%%

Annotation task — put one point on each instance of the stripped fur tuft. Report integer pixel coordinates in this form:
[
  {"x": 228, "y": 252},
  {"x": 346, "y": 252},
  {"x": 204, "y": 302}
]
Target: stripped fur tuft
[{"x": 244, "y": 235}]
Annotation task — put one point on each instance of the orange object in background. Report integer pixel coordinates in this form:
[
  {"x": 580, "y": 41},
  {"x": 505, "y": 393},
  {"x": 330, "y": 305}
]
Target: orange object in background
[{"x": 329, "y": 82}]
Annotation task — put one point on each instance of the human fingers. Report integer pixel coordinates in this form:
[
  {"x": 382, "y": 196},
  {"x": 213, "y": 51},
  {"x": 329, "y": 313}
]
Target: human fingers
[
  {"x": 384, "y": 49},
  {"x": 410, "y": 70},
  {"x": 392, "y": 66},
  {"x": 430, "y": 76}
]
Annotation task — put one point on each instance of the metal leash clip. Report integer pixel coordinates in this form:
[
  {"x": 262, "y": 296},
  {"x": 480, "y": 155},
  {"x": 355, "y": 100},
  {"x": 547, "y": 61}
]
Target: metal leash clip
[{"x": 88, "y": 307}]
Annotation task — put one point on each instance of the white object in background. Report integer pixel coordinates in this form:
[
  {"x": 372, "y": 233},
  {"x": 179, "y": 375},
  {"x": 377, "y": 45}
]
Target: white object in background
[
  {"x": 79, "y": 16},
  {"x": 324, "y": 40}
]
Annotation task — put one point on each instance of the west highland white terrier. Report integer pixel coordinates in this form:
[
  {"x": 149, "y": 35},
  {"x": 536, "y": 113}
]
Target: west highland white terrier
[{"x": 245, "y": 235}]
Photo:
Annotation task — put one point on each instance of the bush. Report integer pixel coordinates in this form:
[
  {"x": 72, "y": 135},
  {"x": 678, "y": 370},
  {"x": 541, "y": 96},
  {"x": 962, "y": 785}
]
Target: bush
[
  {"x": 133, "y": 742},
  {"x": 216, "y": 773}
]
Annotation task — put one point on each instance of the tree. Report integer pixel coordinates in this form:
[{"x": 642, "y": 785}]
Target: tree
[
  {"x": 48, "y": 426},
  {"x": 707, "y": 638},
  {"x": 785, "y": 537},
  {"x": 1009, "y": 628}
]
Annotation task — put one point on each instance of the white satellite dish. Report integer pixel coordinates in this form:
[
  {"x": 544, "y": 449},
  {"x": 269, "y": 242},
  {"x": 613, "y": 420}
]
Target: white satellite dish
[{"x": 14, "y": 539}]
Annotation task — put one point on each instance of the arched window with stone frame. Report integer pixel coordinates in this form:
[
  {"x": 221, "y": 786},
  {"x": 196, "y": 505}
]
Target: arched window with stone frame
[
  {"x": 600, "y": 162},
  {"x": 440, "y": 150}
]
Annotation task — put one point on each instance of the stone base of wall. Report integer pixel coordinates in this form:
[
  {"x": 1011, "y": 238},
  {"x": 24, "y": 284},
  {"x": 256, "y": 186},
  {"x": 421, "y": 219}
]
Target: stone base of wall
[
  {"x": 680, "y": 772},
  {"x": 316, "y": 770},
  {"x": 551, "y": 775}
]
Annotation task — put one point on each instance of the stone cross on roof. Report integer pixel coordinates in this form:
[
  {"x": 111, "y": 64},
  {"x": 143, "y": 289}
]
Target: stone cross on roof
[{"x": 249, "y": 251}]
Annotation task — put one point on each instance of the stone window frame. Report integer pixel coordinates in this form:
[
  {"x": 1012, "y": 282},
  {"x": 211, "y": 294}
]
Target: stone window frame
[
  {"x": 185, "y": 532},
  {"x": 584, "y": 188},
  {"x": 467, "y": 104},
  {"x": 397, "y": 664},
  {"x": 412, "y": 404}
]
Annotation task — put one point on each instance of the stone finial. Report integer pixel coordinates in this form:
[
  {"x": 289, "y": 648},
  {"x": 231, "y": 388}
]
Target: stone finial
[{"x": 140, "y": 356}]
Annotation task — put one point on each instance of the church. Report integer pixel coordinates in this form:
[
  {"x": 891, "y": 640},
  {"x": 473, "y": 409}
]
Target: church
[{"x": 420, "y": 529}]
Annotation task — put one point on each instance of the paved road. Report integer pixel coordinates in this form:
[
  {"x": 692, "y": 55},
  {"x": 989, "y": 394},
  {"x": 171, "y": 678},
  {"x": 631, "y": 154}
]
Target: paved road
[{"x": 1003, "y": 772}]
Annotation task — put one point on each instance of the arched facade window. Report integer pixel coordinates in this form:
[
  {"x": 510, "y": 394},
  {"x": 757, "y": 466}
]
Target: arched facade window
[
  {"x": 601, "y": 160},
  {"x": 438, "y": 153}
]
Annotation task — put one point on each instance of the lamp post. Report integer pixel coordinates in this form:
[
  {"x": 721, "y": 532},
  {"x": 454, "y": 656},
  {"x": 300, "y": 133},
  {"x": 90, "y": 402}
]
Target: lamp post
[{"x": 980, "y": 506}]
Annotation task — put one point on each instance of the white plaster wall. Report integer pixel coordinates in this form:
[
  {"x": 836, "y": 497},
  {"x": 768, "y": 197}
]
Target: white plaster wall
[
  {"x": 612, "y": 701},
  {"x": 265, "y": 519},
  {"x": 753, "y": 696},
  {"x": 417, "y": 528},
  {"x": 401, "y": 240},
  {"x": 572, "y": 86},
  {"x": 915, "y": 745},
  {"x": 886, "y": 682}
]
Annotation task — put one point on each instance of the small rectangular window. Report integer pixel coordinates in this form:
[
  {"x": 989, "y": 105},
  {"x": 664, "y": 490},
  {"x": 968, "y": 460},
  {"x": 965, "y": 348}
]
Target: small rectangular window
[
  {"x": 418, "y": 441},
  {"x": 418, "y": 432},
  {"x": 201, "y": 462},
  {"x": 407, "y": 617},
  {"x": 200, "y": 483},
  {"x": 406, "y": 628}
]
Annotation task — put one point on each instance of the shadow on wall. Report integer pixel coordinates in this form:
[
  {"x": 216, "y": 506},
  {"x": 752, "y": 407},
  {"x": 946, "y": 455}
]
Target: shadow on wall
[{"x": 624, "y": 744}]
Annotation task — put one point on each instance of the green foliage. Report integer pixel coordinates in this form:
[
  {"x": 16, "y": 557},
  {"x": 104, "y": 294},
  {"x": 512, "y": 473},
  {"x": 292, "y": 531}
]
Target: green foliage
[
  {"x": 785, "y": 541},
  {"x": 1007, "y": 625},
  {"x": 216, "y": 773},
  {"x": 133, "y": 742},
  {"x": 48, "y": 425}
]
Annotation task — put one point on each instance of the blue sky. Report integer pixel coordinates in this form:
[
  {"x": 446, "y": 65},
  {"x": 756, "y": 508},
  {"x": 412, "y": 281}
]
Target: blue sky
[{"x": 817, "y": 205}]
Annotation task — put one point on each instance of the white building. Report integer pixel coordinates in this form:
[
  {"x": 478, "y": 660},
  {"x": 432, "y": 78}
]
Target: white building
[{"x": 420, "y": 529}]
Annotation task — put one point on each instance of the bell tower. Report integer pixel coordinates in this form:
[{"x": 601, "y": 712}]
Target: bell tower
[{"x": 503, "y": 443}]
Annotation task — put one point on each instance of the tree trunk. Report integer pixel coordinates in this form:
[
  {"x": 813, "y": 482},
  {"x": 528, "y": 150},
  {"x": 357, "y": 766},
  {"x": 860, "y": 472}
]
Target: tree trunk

%%

## Exercise objective
Return exactly the lines from the one containing "of the green" through the last line of the records above, both included, and nothing else.

## Response to this exercise
Annotation task — put one point on each instance of the green foliage. Report integer pixel coordinates in this form:
[
  {"x": 16, "y": 557},
  {"x": 104, "y": 294},
  {"x": 512, "y": 473},
  {"x": 292, "y": 531}
]
Target: green foliage
[
  {"x": 785, "y": 541},
  {"x": 1007, "y": 625},
  {"x": 216, "y": 773},
  {"x": 133, "y": 742},
  {"x": 48, "y": 425}
]
Annotation task — put one point on each instance of the blue sky. Report integer pixel coordinates in this form:
[
  {"x": 446, "y": 65},
  {"x": 756, "y": 508},
  {"x": 412, "y": 281}
]
Target: blue sky
[{"x": 817, "y": 205}]
Annotation task — put one point on each instance of the white building. Report integer pixel coordinates in this form:
[
  {"x": 478, "y": 660},
  {"x": 432, "y": 78}
]
Target: white building
[{"x": 420, "y": 529}]
Annotation task — put one point on each instance of the bell tower. Report integer pixel coordinates in this form:
[{"x": 601, "y": 712}]
Target: bell tower
[{"x": 503, "y": 443}]
Annotation task — put one point on each instance of the tree trunk. Report integer pixel coordinates in this form:
[
  {"x": 813, "y": 482},
  {"x": 528, "y": 150},
  {"x": 357, "y": 766},
  {"x": 860, "y": 472}
]
Target: tree trunk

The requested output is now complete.